-- Start of Quoted text --
Re: process supervisor - considerations for docker from Dreamcat4 on 2015-02-27 (supervision)

From: Dreamcat4 <dreamcat4_at_gmail.com>
Date: Fri, 27 Feb 2015 12:31:32 +0000

On Fri, Feb 27, 2015 at 10:19 AM, Gorka Lertxundi <glertxundi_at_gmail.com> wrote:
> Dreamcat4, pull request are always welcomed!
>
> 2015-02-27 0:40 GMT+01:00 Laurent Bercot <ska-supervision_at_skarnet.org>:
>
>> On 26/02/2015 21:53, John Regan wrote:
>>
>>> Besides, the whole idea here is to make an image that follows best
>>> practices, and best practices state we should be using a process
>>> supervisor that cleans up orphaned processes and stuff. You should be
>>> encouraging people to run their programs, interactively or not, under
>>> a supervision tree like s6.
>>>
>>
>> The distinction between "process" and "service" is key here, and I
>> agree with John.
>>
>> <long design rant>
>> There's a lot of software out there that seems built on the assumption
>> that
>> a program should do everything within a single executable, and that
>> processes
>> that fail to address certain issues are incomplete and the program needs to
>> be patched.
>>
>> Under Unix, this assumption is incorrect. Unix is mostly defined by its
>> simple and efficient interprocess communication, so a Unix program is best
>> designed as a *set* of processes, with the right communication channels
>> between them, and the right control flow between those processes. Using
>> Unix primitives the right way allows you to accomplish a task with minimal
>> effort by delegating a lot to the operating system.
-- End of Quoted text --
-- Tasks to perform --
a) List every person the mailing-list post on process supervisors names as a sender or quoted writer.
b) Extend the mailing-list post on process supervisors with a few more sentences, starting after its last one.
-- Start of Provided records --
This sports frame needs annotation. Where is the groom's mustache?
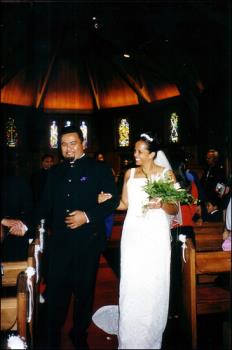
[64,157,75,163]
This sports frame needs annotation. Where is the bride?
[93,133,178,349]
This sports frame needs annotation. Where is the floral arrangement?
[143,178,196,204]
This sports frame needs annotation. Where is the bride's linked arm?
[98,169,130,210]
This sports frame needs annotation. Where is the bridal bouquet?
[144,178,196,204]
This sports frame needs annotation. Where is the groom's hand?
[64,210,87,229]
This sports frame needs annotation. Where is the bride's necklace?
[141,167,156,179]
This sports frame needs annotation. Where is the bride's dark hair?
[139,131,160,153]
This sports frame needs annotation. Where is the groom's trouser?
[48,236,100,349]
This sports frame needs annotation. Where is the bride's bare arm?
[116,169,131,210]
[98,169,130,210]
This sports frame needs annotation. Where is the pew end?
[182,239,231,349]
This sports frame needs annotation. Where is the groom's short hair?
[60,125,84,142]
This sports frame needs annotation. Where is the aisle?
[62,256,118,350]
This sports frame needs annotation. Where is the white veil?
[154,150,183,227]
[154,150,172,170]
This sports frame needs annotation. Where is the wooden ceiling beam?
[36,51,57,109]
[112,58,151,103]
[86,63,101,110]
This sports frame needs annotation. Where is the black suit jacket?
[36,156,119,247]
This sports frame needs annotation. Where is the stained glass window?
[6,118,18,147]
[50,120,58,148]
[170,113,179,143]
[118,118,130,147]
[64,120,72,128]
[80,121,88,148]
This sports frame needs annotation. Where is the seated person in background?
[94,151,115,239]
[31,154,54,203]
[205,195,223,222]
[0,161,33,261]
-- End of Provided records --
-- Answers by task --
a) Dreamcat4, Gorka Lertxundi, Laurent Bercot, John Regan

b)
>>
>> This is how I design and write software: to take advantage of the design
>> of Unix as much as I can, to perform tasks with the lowest possible amount
>> of code.
>> This requires isolating basic building blocks, and providing those
>> building
>> blocks as binaries, with the right interface so users can glue them
>> together on the command line.
>>
>> Take the "syslogd" service. The "rsyslogd" way is to have one executable,
>> rsyslogd, that provides the syslogd functionality. The s6 way is to combine
>> several tools to implement syslogd; the functionality already exists, even
>> if it's not immediately apparent. This command line should do:
>>
>> pipeline s6-ipcserver-socketbinder /dev/log s6-envuidgid nobody
>> s6-applyuidgid -Uz s6-ipcserverd ucspilogd "" s6-envuidgid syslog
>> s6-applyuidgid -Uz s6-log /var/log/syslogd
>>
>>
> I love puzzles.
>
>
>> Yes, that's one unique command line. The syslogd implementation will take
>> the form of two long-running processes, one listening on /dev/log (the
>> syslogd socket) as user nobody, and spawning a short-lived ucspilogd
>> process
>> for every connection to syslog; and the other writing the logs to the
>> /var/log/syslogd directory as user syslog and performing automatic
>> rotation.
>> (You can configure how and where things are logged by writing a real s6-log
>> script at the end of the command line.)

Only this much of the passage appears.